- _SOURCE PASSAGE_

Anyway, the crucial question for him is also crucial for us: “But why did Modi skip Savarkar, whose image in Parliament he paid homage to, soon after becoming PM?
The RSS celebrates him as ‘Veer’ or ‘valiant’. From the 1920s, he was the main ideologue of the RSS that came into being on Vijaya Dashami, 1925. Savarkar wrote its basic text, ‘Hindutva’ in 1923.”
Indeed, though Savarkar was formally not one of them, his Hindutva ideology was all-important to the RSS and its daughter organizations, including the present ruling party. Why did Modi not even mention him?
Has he been superseded by more recent Hindu ideologues, such as that other Jan Sangh president, Balraj Madhok, or by historian Sita Ram Goel, or by later converts to Hindu politics like Arun Shourie and Subramanian Swamy?
And it is not that Modi was shy about naming names. Mentioning Gandhi may have been in deference to the actual moral aura that the Mahatma still enjoys worldwide, and Upadhyaya may have been unavoidable for an RSS loyalist.
But he lionized Lohia of all people, the stalwart of the divisive casteist poison that has so long paralyzed Indian politics. He actually preferred the socialist caste-monger Lohia to Savarkar, as well to all other unnamed Hindu leaders and thinkers.
Could the reason be that Modi partakes of the intellectual culture of the RSS: borrowing from Nehruvian sources, playing by the rules laid down by the enemy? But such considerations are outside the Nehruvian worldview, which catalogues anything done by any Hindutva hate figure as wily, fanatic, part of a tough secret plan motivated by Hindu interests.
It just doesn’t occur to him that nominal Hindu Nationalists are really obedient playthings in his own side’s own hands. Not that they themselves fail to treat Hindus as enemies, but Hindus refuse to see this and treat them as their own standard, as their Guru. Even when securely in power, Hindu Nationalists still crawl before the secularist standard.
Savarkar’s sins
Anyway, Barman puts it down to a belated recognition of Savarkar’s own sins. The worst is of course that he was “a Chitpavan Brahmin”. At age 12 already, young Savarkar took a leadership role in a communal riot.

- _MATERIAL FOR THIS EXERCISE_
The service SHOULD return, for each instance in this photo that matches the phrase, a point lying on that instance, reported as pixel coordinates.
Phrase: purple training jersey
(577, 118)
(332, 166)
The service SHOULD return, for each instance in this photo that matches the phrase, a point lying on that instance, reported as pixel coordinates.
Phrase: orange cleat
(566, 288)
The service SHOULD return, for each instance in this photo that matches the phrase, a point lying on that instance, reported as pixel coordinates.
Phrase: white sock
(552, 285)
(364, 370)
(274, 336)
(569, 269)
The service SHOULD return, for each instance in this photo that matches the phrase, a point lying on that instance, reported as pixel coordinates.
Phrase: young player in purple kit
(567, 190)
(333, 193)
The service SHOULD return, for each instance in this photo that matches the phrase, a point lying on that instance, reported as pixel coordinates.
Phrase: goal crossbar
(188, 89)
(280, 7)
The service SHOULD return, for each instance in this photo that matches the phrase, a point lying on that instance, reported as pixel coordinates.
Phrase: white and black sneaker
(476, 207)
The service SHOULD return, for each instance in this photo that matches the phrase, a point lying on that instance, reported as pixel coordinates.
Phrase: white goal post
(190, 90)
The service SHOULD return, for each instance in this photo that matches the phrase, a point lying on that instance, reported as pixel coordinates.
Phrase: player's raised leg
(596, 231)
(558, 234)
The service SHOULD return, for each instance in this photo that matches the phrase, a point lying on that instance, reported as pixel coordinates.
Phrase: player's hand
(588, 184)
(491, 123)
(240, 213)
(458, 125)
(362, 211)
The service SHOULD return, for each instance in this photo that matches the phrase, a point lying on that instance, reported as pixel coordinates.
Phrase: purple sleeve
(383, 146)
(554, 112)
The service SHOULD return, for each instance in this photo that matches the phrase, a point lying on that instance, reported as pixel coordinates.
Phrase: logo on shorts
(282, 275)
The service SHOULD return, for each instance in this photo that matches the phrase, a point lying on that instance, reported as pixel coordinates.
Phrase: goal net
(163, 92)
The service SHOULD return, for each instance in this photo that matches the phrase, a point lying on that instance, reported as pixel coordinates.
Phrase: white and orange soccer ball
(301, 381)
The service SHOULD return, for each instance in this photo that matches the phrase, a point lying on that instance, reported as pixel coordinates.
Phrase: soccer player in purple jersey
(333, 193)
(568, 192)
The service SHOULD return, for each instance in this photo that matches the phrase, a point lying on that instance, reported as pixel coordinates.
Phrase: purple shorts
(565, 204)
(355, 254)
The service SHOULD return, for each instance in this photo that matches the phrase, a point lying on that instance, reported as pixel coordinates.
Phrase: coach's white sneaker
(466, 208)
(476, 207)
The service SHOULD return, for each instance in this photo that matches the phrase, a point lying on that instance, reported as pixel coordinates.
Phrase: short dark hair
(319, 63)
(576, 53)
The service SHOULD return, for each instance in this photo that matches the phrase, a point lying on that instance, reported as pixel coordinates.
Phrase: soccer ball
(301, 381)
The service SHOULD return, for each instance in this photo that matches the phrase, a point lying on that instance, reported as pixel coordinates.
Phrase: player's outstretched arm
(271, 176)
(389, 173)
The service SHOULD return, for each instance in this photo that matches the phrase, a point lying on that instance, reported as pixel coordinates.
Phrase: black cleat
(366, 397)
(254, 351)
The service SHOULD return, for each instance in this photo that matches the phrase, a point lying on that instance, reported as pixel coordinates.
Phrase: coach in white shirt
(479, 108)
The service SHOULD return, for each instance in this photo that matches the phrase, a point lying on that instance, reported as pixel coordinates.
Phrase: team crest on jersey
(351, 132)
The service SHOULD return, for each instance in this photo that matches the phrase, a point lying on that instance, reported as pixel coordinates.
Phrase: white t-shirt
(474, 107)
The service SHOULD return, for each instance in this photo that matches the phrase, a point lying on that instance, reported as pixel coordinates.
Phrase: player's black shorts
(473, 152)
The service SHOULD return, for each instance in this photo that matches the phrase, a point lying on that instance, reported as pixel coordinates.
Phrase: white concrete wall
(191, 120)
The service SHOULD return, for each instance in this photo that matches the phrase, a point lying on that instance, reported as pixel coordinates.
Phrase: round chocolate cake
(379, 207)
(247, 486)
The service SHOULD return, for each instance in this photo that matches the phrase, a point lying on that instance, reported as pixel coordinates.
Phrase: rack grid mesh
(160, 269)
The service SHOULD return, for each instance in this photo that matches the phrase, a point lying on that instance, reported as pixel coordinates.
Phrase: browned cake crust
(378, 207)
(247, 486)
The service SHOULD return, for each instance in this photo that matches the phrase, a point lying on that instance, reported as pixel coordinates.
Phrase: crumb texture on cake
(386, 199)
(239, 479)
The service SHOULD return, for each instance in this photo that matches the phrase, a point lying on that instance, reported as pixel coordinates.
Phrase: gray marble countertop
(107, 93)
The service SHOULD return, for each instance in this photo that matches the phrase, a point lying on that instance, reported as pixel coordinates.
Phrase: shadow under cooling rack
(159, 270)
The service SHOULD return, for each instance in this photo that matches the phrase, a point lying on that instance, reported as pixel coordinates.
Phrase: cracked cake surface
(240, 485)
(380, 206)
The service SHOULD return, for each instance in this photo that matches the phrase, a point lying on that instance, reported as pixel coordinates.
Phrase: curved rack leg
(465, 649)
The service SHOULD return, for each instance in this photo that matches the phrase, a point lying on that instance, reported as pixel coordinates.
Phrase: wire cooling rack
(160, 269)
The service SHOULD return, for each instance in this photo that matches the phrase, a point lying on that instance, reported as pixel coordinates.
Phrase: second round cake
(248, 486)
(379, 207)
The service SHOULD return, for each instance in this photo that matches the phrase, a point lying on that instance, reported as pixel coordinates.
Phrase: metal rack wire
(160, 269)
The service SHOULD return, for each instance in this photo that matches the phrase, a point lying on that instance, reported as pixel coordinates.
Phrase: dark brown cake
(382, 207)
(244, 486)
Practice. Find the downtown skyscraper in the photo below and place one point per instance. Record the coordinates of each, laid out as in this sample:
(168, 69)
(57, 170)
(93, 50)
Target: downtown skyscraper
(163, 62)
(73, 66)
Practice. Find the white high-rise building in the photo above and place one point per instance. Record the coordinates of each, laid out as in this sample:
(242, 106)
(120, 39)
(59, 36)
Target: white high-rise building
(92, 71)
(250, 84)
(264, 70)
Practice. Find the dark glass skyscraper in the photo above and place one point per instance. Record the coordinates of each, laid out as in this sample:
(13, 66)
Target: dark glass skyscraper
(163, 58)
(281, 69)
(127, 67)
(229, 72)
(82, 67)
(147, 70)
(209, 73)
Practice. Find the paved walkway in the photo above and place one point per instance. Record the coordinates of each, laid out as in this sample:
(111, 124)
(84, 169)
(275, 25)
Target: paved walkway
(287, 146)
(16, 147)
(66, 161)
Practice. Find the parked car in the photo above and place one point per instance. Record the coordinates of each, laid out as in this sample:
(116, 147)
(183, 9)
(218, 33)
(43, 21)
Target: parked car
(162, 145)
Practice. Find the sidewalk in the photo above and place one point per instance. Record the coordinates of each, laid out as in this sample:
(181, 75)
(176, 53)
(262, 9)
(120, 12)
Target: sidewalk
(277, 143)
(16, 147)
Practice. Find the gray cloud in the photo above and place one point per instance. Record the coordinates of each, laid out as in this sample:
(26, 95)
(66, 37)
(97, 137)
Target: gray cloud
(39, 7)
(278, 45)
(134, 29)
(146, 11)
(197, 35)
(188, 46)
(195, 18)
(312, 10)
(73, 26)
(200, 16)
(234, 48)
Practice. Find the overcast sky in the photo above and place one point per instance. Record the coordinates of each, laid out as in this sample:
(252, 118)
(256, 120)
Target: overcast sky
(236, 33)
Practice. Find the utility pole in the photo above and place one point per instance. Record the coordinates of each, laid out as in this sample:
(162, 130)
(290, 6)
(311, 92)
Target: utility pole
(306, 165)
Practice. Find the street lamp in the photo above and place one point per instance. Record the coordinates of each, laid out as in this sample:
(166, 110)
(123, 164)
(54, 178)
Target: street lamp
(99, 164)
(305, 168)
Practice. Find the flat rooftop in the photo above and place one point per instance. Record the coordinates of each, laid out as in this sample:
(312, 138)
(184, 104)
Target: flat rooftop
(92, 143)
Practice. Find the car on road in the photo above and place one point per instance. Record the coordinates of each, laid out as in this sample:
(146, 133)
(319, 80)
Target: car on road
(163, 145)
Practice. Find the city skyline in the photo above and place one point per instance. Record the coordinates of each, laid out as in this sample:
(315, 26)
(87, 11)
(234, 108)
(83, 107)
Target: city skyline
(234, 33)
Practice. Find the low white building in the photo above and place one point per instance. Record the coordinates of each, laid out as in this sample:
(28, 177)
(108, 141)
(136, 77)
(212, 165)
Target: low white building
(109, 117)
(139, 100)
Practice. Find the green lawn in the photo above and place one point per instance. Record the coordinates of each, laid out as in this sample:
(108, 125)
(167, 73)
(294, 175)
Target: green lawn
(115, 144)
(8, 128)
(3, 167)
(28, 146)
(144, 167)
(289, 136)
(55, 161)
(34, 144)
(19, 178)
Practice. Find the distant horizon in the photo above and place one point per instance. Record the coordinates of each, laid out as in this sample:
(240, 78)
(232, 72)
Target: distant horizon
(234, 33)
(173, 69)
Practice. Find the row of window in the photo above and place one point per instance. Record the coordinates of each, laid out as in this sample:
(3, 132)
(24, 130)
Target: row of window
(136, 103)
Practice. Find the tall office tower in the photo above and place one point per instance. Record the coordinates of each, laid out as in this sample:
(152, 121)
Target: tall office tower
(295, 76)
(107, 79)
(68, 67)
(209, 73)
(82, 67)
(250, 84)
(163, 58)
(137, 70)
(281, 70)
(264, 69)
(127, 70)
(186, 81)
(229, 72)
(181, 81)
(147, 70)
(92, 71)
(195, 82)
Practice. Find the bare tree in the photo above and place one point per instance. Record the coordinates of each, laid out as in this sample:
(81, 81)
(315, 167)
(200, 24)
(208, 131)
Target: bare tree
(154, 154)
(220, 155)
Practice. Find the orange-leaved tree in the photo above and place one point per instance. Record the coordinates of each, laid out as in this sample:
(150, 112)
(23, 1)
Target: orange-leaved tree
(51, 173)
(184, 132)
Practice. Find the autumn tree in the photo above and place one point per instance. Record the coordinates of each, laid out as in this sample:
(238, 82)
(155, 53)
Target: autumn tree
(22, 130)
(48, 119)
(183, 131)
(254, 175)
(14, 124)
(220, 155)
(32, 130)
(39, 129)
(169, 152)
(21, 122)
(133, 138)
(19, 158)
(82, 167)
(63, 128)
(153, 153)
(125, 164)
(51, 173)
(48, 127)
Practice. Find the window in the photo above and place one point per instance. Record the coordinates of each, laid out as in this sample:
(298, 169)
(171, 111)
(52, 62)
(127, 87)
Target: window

- _TASK REQUIREMENTS_
a. According to the passage on Savarkar, in what year did Savarkar write "Hindutva"?
b. Select every line of the records that contains the string "soccer". Case counts.
The passage on Savarkar and the records come from separate sources.

- _SOLUTIONS BY TASK_
a. 1923

b.
Phrase: white and orange soccer ball
Phrase: soccer player in purple jersey
Phrase: soccer ball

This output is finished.